* PROBLEM TO WORK ON *
Reproduce exactly, and nothing but, the lines between the one with "[pin] treeline -- one per line" and the end of the entries, both ends included.

* SUPPLIED ENTRIES *
● ● ● ● ● ● ●

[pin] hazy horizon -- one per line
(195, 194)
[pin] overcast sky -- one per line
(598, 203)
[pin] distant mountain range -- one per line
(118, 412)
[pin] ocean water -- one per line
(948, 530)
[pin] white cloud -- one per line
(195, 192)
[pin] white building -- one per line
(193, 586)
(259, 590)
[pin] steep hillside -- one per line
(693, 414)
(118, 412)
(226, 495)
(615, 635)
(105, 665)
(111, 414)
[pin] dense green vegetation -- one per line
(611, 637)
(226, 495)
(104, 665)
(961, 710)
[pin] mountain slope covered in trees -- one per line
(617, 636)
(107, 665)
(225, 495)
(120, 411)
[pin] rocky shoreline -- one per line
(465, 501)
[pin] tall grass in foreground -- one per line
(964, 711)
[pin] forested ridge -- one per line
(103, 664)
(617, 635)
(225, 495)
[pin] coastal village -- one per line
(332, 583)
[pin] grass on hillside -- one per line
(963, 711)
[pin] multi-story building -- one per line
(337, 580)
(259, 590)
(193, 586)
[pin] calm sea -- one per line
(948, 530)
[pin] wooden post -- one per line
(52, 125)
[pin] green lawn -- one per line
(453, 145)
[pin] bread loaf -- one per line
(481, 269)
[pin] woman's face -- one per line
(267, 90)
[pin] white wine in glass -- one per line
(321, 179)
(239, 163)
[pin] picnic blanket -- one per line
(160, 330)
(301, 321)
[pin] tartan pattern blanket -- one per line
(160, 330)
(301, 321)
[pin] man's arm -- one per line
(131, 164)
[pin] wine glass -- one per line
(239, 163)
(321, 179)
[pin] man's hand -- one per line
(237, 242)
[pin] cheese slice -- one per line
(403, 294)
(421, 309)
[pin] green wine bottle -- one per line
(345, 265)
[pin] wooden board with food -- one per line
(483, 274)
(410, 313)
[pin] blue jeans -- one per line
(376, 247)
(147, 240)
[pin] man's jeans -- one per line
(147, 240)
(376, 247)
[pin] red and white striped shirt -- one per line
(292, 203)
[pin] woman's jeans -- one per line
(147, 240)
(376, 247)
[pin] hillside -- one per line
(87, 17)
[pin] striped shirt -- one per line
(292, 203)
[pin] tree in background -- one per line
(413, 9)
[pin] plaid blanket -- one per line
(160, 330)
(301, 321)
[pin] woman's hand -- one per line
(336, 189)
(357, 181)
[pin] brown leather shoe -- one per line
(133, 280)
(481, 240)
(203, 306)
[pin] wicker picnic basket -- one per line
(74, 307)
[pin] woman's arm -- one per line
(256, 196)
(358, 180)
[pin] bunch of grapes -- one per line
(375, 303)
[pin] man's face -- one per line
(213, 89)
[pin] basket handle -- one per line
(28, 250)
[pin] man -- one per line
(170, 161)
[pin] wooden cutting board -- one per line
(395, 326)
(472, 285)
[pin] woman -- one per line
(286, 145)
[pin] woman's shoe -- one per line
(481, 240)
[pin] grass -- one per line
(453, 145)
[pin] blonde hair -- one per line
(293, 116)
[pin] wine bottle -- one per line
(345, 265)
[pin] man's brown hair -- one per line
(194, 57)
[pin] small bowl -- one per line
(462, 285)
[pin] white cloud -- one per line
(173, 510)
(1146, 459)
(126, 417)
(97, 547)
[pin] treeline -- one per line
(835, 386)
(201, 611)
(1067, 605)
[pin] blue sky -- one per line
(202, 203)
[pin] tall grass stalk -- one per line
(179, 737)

● ● ● ● ● ● ●

* YOUR SOLUTION *
[pin] treeline -- one per line
(835, 386)
(201, 611)
(1067, 605)
[pin] blue sky -- one per line
(202, 203)
[pin] tall grass stalk -- one per line
(179, 737)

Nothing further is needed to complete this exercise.